╭─ Given entries

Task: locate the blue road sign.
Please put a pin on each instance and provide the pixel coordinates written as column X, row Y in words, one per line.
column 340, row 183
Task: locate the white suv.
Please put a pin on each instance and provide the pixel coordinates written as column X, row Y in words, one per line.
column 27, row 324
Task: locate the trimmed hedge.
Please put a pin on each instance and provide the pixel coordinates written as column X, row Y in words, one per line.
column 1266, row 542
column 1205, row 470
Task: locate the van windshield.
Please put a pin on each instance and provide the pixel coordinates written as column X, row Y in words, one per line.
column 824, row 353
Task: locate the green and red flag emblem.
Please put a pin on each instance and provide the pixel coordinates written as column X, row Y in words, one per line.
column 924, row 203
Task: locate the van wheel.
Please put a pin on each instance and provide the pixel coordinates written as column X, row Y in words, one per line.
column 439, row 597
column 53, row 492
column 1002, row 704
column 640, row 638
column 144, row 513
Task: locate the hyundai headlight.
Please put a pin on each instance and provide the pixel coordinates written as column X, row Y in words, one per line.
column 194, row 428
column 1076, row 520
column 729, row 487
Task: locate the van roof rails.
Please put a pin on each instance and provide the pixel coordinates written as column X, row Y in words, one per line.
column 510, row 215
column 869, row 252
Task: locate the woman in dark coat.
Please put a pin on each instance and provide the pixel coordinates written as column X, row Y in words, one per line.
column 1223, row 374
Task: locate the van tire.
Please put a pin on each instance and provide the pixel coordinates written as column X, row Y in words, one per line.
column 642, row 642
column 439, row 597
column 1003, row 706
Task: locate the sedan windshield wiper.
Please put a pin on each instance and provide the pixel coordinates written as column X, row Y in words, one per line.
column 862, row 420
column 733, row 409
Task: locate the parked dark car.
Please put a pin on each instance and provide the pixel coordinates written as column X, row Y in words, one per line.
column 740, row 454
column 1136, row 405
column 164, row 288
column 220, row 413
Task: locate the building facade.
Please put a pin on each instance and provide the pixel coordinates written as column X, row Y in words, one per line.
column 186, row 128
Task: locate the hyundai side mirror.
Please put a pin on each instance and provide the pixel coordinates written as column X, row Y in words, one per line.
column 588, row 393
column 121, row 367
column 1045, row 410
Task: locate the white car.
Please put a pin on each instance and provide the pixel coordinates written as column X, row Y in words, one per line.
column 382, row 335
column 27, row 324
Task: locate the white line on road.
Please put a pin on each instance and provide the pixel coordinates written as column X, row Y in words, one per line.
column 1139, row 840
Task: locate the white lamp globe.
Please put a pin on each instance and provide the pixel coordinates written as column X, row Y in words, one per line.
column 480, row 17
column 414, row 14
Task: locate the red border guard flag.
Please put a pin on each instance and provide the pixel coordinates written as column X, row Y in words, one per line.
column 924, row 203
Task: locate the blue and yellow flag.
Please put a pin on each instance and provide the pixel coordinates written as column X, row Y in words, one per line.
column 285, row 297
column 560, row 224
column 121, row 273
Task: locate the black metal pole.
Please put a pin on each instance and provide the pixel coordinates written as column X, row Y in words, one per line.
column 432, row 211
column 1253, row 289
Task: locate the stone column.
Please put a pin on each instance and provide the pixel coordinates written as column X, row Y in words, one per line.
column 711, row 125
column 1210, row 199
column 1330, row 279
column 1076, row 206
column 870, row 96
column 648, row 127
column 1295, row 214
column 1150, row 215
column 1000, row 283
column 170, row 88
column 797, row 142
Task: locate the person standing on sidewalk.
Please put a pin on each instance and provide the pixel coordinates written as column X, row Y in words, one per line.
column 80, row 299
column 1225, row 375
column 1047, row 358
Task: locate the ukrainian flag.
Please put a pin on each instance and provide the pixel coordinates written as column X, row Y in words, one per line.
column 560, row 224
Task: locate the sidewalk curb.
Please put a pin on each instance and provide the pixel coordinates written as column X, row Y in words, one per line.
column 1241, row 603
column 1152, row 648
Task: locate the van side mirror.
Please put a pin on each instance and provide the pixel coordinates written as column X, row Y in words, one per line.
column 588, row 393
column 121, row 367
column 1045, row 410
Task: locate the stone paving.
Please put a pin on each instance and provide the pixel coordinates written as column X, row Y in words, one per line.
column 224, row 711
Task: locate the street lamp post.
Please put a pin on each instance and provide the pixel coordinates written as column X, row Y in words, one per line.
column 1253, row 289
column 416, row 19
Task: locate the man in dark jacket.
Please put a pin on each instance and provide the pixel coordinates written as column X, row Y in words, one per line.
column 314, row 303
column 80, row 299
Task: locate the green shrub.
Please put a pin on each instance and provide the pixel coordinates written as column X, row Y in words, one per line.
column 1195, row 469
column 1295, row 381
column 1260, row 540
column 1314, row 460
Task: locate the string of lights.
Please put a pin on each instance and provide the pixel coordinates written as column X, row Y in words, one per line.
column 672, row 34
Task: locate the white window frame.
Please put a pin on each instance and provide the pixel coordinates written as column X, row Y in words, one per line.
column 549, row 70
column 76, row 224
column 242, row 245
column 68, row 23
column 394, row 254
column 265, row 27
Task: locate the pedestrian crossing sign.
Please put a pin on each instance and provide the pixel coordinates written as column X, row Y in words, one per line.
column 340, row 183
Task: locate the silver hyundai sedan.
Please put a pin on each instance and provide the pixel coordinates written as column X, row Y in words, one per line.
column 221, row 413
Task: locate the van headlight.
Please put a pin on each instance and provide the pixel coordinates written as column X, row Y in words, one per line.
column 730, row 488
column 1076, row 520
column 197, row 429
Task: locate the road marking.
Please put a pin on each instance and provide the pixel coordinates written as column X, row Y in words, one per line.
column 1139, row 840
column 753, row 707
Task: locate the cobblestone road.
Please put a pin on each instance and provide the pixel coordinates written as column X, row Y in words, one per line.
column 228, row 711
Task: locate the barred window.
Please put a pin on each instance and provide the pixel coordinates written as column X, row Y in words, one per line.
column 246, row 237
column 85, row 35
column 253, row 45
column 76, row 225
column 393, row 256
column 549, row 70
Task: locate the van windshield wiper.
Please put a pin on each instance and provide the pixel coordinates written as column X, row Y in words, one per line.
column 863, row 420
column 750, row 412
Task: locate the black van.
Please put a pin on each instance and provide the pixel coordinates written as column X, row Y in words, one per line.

╰─

The lines to retype, exactly and only, run from the first line of the material through the line with "Task: locate the white suv.".

Solution for this exercise
Task: locate the blue road sign.
Please put a pin on each instance and provide the pixel coordinates written as column X, row Y in words, one per line.
column 340, row 183
Task: locate the white suv.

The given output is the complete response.